**WORK TO BE COMPLETED**
According to the article on Georgia's school testing bill, which elementary school test does SB 367 eliminate?

**READING PASSAGE**
Schools are dealing with budget cuts and the stresses of operating during a pandemic, they said, and it would be “counterproductive” to make them do high-stakes tests.
So the testing cutbacks may not matter until the year after next. Even so, the reduction will likely please teachers and school administrators who complained about the tests when Kemp visited with them during his travels across the state last year.
The legislation mostly targets high school tests, since that’s where most of Georgia’s seven extra tests are; the federal government requires only 17 tests.
SB 367 does away with one elementary school test: social studies in fifth grade. The other four cover math, science, social studies and language arts in high school. There are currently two tests for each of those subjects, but upon Kemp’s signature, there will be one.
Kemp, who had backed the legislation when it was introduced by Sen. P.K. Martin IV, R-Lawrenceville, last winter, applauded the final passage Thursday. He sounded satisfied with recent amendments made by the House of Representatives Education Committee led by Rep. Rick Jasperse, R-Jasper.

**RECORDED INFORMATION**
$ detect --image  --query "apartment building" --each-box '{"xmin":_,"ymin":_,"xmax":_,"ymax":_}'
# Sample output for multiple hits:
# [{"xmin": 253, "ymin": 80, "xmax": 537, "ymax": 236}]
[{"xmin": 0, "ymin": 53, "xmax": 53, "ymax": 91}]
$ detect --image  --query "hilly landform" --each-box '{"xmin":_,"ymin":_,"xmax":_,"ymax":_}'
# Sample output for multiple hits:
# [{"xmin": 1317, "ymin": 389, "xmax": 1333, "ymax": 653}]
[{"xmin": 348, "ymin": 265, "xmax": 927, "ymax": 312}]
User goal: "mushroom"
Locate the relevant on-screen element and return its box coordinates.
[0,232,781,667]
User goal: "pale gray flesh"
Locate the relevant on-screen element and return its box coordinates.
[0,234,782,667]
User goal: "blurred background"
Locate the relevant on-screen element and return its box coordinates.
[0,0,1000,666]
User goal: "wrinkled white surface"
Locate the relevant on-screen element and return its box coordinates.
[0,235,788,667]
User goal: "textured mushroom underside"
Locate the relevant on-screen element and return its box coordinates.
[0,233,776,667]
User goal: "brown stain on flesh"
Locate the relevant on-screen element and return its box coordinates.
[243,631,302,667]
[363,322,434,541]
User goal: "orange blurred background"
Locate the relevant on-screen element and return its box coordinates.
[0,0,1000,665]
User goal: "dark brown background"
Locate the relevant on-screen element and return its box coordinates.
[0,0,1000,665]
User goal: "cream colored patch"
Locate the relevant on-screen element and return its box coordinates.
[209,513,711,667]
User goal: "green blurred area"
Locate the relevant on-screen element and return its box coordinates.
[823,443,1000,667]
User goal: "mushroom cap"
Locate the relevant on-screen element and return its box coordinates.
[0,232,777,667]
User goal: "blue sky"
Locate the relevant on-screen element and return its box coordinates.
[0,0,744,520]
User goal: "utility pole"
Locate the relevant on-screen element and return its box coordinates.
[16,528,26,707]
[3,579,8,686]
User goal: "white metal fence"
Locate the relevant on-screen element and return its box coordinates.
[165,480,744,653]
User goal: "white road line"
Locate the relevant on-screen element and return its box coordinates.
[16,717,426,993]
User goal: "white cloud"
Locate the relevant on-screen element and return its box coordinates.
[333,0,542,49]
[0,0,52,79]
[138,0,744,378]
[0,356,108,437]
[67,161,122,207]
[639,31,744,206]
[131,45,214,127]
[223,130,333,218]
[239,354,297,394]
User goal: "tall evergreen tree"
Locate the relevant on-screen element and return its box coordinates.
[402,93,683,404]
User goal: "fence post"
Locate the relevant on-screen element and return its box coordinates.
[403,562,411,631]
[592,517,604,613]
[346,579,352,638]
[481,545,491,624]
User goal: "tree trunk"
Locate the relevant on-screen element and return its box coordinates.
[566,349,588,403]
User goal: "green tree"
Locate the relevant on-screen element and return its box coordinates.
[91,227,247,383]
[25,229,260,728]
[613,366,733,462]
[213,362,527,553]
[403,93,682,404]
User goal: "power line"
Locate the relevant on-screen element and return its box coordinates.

**RESPONSE BOX**
The fifth-grade social studies test.